You can also pass the host and port parameters in the dictionary used by the storage_options parameter. The sample code for hdfs_config defines the host and port with the keyes host and port respectively.

hdfs_config = {
    "protocol": "webhdfs",
    "host": cred["hdfs_host"],
    "port": cred["hdfs_port"],
    "kerberos": "True"
}

In this case, Pandas uses the following syntax to read a file on BDS’ HDFS cluster:

df = pd.read_csv(f"webhdfs:///data/biketrips/201901-tripdata.csv",
                 storage_options=hdfs_config)

PyArrow#

PyArrow is a Python interface to Apache Arrow. Apache Arrow is an in-memory columnar analytical tool that is designed to process data at scale. PyArrow supports the fspec.filesystem() through the use of the filesystem parameter in many of its data operation methods.

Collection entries
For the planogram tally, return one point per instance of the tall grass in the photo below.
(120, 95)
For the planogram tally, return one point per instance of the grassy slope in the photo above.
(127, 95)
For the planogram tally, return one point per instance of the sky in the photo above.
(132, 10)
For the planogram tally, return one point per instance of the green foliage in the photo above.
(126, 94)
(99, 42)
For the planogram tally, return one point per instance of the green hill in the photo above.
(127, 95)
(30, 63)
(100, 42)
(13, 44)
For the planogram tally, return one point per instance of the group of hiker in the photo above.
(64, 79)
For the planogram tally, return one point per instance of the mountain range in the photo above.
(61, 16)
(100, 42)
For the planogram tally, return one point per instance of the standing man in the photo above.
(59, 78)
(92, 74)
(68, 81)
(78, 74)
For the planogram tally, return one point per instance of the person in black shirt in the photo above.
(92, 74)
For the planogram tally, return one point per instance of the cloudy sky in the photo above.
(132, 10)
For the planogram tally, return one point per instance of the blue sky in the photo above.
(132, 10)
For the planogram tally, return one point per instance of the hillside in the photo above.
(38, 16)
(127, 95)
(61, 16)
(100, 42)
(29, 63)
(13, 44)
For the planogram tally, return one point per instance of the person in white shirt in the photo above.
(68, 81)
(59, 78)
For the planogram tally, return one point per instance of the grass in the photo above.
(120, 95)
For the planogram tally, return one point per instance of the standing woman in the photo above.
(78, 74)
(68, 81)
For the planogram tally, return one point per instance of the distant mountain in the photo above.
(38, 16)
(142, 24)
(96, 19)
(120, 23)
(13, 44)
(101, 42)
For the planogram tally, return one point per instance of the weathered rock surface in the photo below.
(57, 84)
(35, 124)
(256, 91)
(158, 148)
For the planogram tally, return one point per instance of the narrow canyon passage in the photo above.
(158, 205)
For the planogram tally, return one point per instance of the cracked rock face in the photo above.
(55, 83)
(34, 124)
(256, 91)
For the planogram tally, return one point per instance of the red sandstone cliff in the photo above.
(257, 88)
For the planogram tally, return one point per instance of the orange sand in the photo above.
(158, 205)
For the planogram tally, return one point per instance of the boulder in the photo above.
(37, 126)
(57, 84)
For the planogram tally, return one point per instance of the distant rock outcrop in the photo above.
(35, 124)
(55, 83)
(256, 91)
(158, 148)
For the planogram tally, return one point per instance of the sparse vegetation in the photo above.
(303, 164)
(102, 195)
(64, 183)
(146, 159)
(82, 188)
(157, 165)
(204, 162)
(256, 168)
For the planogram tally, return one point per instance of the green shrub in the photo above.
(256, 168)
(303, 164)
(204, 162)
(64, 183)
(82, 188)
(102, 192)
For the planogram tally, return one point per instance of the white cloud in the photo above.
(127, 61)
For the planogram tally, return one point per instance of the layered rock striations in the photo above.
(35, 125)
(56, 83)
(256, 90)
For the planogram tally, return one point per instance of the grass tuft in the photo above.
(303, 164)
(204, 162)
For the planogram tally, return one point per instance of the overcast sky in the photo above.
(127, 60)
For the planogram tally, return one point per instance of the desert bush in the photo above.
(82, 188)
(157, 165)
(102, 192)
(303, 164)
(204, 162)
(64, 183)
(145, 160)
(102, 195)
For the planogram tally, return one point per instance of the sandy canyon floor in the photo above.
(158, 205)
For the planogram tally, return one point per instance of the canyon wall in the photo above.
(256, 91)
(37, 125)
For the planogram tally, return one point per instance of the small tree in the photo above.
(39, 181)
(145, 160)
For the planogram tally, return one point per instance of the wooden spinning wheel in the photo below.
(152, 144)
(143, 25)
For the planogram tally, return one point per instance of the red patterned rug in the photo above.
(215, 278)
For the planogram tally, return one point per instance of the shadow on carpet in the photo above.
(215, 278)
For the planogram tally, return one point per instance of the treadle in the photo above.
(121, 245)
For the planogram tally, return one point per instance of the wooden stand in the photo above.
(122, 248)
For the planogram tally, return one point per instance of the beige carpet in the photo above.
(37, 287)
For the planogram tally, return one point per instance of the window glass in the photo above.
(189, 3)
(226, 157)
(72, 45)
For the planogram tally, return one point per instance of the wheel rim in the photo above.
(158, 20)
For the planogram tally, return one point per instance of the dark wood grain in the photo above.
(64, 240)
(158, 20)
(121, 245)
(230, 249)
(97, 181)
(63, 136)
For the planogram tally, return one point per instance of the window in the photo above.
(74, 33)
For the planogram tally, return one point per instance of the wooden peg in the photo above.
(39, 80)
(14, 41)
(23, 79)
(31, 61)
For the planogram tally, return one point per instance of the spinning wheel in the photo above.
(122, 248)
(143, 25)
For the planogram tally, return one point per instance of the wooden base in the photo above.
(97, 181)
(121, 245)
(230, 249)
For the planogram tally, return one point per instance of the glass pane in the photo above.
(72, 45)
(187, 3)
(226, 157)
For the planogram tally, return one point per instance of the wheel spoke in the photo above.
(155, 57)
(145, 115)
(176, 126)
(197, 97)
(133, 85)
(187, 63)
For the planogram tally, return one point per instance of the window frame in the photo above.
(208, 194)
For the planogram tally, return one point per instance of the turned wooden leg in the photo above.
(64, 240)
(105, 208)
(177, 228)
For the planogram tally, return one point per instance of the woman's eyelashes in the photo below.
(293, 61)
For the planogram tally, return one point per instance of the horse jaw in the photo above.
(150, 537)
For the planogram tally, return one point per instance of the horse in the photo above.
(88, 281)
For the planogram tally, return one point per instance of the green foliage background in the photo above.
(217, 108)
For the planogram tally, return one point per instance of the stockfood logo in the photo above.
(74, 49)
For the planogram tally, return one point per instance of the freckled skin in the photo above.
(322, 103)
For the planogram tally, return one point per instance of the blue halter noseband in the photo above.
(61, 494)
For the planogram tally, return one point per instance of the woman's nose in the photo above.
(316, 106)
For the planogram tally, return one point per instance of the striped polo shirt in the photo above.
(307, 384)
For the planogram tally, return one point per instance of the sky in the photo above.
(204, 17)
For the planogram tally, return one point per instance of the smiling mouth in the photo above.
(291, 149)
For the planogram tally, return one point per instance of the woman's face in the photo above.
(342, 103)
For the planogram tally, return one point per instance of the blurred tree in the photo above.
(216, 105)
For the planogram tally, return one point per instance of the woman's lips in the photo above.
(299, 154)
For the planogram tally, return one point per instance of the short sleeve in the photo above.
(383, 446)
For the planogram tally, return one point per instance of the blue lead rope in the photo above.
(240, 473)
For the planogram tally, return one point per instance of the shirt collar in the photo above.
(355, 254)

(Set tasks)
1) In the HDFS passage, what value is given for "protocol" in the hdfs_config dictionary?
2) Return the stretch of the HDFS passage from "You can also" through "storage_options=hdfs_config)", copied word for word.

(Solutions)
1) webhdfs

2)
You can also pass the host and port parameters in the dictionary used by the storage_options parameter. The sample code for hdfs_config defines the host and port with the keyes host and port respectively.

hdfs_config = {
    "protocol": "webhdfs",
    "host": cred["hdfs_host"],
    "port": cred["hdfs_port"],
    "kerberos": "True"
}

In this case, Pandas uses the following syntax to read a file on BDS’ HDFS cluster:

df = pd.read_csv(f"webhdfs:///data/biketrips/201901-tripdata.csv",
                 storage_options=hdfs_config)